— Work to complete —
Reproduce the following entries line for line, without altering anything.

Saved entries
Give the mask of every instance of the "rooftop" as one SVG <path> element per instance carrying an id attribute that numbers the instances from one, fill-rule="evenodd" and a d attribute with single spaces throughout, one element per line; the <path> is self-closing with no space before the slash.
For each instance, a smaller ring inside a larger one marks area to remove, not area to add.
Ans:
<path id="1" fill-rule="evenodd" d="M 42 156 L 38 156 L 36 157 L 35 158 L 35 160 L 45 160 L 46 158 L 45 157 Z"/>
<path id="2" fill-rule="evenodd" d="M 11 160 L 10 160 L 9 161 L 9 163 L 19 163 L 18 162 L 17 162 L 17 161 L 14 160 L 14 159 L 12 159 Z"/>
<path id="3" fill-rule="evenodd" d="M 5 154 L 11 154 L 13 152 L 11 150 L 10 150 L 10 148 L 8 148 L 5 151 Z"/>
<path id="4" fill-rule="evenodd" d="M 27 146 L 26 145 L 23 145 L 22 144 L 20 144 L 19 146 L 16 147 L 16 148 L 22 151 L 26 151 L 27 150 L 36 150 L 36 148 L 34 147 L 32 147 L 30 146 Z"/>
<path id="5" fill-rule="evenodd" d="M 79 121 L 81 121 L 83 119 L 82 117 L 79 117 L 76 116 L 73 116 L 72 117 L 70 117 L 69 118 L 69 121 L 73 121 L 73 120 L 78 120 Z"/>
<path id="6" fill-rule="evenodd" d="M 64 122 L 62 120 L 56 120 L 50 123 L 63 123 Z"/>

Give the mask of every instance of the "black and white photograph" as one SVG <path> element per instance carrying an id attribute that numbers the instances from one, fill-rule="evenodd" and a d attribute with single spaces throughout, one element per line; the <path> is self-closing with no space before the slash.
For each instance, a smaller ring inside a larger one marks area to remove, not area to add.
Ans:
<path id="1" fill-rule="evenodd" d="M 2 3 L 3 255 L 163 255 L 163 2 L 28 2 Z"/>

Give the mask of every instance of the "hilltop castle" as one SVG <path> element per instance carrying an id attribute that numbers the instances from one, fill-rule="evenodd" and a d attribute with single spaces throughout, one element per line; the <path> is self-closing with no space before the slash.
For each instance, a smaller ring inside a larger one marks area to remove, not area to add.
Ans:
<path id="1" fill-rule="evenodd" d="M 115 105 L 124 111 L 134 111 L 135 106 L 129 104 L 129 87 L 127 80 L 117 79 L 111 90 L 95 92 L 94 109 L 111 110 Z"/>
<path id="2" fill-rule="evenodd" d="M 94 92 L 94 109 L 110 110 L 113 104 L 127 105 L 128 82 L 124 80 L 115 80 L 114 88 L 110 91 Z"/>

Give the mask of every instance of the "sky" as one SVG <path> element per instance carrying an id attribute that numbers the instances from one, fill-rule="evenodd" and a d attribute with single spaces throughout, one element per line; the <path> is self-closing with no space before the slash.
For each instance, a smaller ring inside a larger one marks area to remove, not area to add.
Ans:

— Reply to the task —
Give the mask of every instance of the "rooftop" as one SVG <path> element per instance carrying an id attribute that numbers the instances from one, fill-rule="evenodd" and a d attribute with single spaces throughout, one element per line; the <path> is self-closing with no space before the slash.
For each instance, a smaller ring inside a larger one marks area to remove, not area to add.
Ans:
<path id="1" fill-rule="evenodd" d="M 42 156 L 38 156 L 36 157 L 35 158 L 35 160 L 45 160 L 46 158 L 45 157 Z"/>
<path id="2" fill-rule="evenodd" d="M 11 160 L 10 160 L 9 161 L 9 163 L 19 163 L 18 162 L 17 162 L 17 161 L 14 160 L 14 159 L 12 159 Z"/>
<path id="3" fill-rule="evenodd" d="M 5 154 L 11 154 L 13 152 L 11 150 L 10 150 L 10 148 L 8 148 L 5 151 Z"/>
<path id="4" fill-rule="evenodd" d="M 27 146 L 26 145 L 23 145 L 22 144 L 20 144 L 19 146 L 16 147 L 16 148 L 22 151 L 26 151 L 27 150 L 36 150 L 36 148 L 34 147 L 32 147 L 30 146 Z"/>
<path id="5" fill-rule="evenodd" d="M 79 121 L 81 121 L 83 119 L 82 117 L 79 117 L 76 116 L 73 116 L 72 117 L 70 117 L 69 118 L 69 121 L 73 121 L 73 120 L 78 120 Z"/>
<path id="6" fill-rule="evenodd" d="M 64 122 L 62 120 L 56 120 L 50 123 L 63 123 Z"/>

Give the mask of every instance of the "black and white photograph" as one SVG <path> element per instance carrying an id attribute that numbers the instances from one, fill-rule="evenodd" and a d attribute with single spaces throughout, one element per line; the <path> is self-closing with no space before the slash.
For each instance, a smaller ring inside a larger one marks area to remove, not area to add.
Ans:
<path id="1" fill-rule="evenodd" d="M 2 3 L 3 255 L 163 255 L 163 2 L 28 2 Z"/>

Give the mask of every instance of the "hilltop castle" as one SVG <path> element per instance carrying an id attribute that numbers the instances from one, fill-rule="evenodd" and a d attribute with single spaces throughout, one element per line; the <path> is self-closing with no space before the slash.
For each instance, a smaller ring inside a larger one marks area to remove, not area to add.
Ans:
<path id="1" fill-rule="evenodd" d="M 115 105 L 124 111 L 134 111 L 135 106 L 129 104 L 129 87 L 127 80 L 117 79 L 111 90 L 95 92 L 94 109 L 111 110 Z"/>
<path id="2" fill-rule="evenodd" d="M 94 92 L 94 109 L 110 110 L 113 104 L 127 105 L 128 82 L 124 80 L 115 80 L 114 88 L 110 91 Z"/>

Give the mask of every instance of the "sky" as one SVG <path> element per instance carrying an id attribute that numbers the instances from one, fill-rule="evenodd" and a d attribute with single spaces throughout, one element per line; the <path> is self-closing with no space before the slash.
For each instance, a smaller ring inside a larger one marks area to remove, not area to add.
Ans:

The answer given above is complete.